* [Your instructions]: Rescale the records from their start through the line holding "pixel 737 648", both ends included, and reproduce only those lines, requests and all. Multiply every pixel coordinate in the answers by 1.35 and round each result to a whole number, with halves rounding up.

* [Data rows]:
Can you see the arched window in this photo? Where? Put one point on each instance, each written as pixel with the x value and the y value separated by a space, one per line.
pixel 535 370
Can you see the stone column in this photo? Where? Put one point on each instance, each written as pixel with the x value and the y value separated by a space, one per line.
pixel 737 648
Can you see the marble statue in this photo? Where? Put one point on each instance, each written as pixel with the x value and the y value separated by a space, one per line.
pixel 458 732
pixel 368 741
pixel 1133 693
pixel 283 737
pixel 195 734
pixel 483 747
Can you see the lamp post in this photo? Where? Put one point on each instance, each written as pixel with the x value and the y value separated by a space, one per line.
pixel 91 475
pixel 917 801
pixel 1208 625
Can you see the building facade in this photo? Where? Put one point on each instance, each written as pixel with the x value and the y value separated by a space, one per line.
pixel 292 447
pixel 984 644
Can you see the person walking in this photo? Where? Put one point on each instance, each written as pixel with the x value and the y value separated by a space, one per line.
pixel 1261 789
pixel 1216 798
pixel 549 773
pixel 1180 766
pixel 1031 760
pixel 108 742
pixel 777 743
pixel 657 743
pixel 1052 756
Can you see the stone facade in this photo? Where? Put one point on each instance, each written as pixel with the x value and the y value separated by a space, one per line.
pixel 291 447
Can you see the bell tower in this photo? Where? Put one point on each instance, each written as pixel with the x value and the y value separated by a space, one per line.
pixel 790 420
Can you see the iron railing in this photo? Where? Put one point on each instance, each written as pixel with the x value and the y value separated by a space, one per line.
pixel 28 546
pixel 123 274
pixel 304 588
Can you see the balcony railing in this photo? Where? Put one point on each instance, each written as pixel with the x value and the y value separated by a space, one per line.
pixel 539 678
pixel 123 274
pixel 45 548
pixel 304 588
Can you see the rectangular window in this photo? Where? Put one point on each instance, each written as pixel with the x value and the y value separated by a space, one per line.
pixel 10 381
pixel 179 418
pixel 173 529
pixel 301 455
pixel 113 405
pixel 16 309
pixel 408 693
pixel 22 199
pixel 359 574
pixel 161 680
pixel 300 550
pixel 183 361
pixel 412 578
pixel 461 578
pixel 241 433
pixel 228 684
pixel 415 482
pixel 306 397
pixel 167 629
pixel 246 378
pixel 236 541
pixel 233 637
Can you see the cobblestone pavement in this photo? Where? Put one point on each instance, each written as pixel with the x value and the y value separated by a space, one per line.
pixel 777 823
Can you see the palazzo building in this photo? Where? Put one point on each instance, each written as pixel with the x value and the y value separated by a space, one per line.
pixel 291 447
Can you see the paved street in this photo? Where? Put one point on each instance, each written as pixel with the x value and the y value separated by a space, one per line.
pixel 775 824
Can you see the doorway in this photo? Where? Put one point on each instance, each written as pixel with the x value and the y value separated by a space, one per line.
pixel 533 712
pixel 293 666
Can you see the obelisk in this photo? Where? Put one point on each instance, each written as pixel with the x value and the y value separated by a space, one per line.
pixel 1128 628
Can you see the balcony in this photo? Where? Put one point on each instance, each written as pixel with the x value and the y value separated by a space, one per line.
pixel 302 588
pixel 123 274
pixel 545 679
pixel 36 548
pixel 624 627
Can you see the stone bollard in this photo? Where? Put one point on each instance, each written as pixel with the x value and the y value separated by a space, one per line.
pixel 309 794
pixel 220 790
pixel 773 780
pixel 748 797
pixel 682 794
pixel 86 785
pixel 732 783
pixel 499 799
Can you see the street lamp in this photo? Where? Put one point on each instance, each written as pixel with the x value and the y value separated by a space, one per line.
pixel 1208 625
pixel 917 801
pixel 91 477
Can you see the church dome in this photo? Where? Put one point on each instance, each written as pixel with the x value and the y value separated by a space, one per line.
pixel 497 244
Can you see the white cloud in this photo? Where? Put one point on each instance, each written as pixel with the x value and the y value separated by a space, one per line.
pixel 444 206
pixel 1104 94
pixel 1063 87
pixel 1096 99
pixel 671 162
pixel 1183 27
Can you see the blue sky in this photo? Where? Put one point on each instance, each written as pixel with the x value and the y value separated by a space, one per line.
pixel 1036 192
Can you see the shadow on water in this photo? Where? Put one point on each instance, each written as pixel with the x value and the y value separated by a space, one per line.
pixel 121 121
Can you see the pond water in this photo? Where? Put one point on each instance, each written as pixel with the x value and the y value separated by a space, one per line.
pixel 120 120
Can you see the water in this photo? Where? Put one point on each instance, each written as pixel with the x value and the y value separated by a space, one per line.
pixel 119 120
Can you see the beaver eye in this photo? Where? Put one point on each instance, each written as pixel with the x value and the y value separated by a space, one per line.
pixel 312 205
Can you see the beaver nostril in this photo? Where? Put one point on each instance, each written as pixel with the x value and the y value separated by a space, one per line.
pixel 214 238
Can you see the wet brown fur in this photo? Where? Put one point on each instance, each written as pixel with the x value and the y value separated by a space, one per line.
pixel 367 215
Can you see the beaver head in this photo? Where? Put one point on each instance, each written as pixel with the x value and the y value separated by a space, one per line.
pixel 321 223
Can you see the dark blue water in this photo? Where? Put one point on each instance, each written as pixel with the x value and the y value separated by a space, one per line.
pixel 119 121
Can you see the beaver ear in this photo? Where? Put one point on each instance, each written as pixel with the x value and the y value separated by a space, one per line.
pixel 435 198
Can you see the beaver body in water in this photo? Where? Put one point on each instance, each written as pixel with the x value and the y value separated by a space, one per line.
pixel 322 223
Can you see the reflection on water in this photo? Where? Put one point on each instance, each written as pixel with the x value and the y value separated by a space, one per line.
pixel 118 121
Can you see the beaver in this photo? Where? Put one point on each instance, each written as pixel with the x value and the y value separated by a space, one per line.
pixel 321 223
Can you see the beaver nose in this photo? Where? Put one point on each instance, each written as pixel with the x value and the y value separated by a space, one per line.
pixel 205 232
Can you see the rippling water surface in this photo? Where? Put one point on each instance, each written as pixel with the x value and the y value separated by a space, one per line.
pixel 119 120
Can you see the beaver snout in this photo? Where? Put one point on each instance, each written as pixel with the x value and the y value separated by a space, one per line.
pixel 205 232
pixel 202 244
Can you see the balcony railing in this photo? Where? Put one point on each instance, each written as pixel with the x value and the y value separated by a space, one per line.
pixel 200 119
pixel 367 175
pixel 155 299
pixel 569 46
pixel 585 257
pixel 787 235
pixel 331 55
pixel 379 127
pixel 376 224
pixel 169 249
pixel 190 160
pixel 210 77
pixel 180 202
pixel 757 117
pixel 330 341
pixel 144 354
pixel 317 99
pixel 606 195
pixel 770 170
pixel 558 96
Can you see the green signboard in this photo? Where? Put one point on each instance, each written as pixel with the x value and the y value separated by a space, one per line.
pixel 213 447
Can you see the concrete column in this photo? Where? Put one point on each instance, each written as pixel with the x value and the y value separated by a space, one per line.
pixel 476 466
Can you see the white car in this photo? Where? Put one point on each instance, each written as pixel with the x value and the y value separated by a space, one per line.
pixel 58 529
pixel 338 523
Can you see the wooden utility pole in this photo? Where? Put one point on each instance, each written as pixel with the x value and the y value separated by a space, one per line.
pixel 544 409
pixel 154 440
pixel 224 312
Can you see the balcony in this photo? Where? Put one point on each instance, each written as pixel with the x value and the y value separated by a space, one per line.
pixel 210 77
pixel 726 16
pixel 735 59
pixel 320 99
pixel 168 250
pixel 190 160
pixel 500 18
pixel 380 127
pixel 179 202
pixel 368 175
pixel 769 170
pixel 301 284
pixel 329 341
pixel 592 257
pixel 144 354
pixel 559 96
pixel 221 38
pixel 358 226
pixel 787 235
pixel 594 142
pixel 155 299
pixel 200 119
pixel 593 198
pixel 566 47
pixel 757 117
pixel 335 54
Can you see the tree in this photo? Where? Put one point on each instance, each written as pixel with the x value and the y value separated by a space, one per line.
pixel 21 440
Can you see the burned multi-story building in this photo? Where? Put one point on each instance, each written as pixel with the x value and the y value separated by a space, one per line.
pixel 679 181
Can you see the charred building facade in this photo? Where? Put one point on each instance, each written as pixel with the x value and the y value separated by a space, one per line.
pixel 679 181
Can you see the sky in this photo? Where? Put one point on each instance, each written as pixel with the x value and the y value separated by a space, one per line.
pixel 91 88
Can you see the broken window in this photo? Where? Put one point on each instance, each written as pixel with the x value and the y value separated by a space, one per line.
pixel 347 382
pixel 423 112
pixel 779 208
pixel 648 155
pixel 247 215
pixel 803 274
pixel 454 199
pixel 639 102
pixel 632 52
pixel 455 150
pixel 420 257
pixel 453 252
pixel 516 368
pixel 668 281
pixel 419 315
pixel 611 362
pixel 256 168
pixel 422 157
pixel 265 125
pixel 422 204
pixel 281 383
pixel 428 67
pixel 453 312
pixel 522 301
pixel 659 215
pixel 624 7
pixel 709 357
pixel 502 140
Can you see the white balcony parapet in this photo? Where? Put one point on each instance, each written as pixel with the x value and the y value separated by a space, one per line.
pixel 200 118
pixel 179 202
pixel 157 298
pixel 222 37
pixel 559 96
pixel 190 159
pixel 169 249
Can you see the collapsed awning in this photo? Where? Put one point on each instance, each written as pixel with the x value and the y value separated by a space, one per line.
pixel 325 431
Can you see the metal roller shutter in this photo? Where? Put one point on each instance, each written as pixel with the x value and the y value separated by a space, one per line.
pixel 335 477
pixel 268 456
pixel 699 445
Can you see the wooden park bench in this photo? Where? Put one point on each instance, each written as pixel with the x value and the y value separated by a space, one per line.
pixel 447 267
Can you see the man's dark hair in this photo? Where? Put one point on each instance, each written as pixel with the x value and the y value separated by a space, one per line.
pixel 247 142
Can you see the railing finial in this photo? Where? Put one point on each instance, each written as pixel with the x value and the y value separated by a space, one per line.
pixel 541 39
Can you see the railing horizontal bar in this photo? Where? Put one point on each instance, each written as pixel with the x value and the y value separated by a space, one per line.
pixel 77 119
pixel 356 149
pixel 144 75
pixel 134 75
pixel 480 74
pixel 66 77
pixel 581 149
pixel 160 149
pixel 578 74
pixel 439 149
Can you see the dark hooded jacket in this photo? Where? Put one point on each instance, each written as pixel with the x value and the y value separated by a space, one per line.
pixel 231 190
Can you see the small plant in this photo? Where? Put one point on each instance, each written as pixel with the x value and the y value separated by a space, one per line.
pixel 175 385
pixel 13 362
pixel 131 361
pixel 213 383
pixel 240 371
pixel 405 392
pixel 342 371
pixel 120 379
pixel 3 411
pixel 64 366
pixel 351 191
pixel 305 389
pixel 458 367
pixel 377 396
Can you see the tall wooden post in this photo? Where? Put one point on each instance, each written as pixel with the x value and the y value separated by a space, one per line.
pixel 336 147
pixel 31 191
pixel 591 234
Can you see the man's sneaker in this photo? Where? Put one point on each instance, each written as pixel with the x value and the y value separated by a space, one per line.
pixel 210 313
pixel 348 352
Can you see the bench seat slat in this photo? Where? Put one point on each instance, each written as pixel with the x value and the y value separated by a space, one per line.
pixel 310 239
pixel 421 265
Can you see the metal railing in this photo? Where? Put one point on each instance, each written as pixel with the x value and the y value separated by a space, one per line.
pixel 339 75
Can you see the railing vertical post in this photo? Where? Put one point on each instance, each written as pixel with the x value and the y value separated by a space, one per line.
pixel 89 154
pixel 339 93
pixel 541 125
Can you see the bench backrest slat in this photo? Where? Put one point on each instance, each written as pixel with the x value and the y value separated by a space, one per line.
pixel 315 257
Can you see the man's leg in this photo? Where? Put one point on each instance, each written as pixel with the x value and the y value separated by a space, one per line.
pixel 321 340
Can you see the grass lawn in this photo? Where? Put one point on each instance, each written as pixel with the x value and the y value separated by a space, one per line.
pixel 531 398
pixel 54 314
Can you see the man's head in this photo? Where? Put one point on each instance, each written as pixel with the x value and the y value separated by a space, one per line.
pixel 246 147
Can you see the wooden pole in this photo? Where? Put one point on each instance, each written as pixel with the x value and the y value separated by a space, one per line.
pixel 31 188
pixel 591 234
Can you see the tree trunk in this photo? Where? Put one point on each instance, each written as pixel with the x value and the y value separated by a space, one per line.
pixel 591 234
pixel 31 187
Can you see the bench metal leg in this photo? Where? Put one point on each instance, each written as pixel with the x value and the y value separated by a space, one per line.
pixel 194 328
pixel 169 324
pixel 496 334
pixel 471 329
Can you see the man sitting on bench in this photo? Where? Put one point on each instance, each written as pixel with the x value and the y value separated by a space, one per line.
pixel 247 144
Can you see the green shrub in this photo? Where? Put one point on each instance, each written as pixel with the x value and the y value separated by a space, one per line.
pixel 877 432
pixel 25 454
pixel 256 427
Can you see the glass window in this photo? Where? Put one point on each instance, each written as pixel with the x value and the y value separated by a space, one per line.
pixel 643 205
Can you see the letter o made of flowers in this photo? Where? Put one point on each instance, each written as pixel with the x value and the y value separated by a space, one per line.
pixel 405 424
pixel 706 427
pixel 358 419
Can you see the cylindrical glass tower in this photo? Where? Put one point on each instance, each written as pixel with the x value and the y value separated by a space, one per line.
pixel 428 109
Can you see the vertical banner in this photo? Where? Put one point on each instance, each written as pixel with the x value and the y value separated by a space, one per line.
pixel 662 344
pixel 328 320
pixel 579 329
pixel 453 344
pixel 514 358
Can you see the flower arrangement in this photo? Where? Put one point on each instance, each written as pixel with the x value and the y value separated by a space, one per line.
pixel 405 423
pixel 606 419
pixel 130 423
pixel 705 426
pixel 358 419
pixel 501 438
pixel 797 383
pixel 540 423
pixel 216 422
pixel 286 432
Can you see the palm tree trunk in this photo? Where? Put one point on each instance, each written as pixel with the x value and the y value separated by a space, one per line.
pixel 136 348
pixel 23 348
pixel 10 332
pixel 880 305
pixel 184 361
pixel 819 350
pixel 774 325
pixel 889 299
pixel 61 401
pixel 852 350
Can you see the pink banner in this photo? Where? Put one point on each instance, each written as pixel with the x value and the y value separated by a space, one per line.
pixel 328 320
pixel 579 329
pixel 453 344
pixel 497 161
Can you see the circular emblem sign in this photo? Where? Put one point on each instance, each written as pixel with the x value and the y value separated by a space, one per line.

* [Solved exercise]:
Can you see the arched window in this photo? Where? Put one point on each instance, each written as pixel with the x value and the y value separated by a space, one per line.
pixel 722 500
Can you see the stone column in this photo? Where? Put one point on each instance, each written as pixel with the x value and the y value separated by a space, one per line.
pixel 995 875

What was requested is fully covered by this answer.